§ **Records supplied**:
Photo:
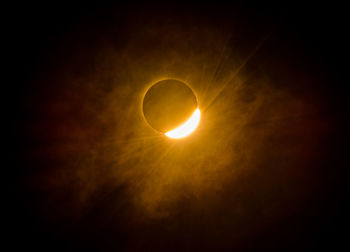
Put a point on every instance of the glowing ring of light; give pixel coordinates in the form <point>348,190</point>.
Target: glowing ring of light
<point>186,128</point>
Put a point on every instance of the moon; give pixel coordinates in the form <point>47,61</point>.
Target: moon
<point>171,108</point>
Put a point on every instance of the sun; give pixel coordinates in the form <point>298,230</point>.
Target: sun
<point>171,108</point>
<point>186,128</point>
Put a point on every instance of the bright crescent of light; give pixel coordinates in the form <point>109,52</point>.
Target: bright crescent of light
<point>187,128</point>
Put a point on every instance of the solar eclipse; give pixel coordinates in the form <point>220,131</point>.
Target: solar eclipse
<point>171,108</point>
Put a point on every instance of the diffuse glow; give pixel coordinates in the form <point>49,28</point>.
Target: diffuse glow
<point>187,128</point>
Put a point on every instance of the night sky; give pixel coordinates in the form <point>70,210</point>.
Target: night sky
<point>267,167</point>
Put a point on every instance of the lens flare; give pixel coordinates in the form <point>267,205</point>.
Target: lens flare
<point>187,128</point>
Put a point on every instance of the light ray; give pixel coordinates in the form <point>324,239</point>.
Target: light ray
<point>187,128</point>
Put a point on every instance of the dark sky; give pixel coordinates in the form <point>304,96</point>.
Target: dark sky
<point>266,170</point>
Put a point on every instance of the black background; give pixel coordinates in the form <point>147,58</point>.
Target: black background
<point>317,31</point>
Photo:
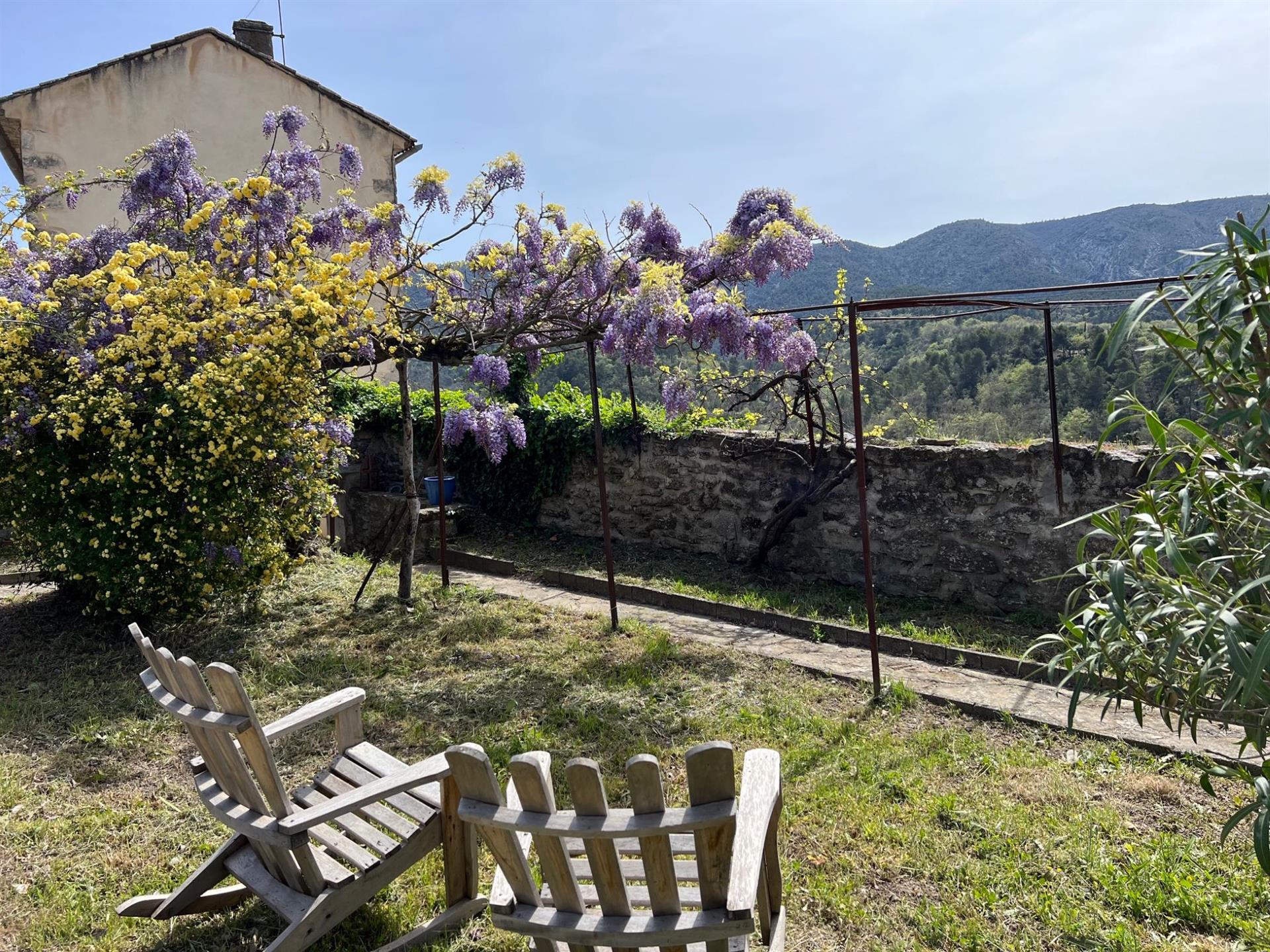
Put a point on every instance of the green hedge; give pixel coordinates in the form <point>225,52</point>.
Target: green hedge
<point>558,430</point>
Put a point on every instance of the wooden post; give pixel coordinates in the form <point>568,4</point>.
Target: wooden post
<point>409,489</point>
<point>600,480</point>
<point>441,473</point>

§ **What you need to do**:
Using the listing above, copy exactly the lines from the one that contains "Target: black background" through its last line, both included, but not the pictures.

§ **Problem solution**:
Target: black background
<point>317,31</point>
Photo:
Put a point on every instance of the green hedge; give pixel coordinates in the form <point>225,52</point>.
Target: green hedge
<point>558,430</point>
Put a point on every instance of the wooden post; give pixel coordinates in the form <point>568,4</point>.
Target: wooden post
<point>409,489</point>
<point>600,480</point>
<point>441,473</point>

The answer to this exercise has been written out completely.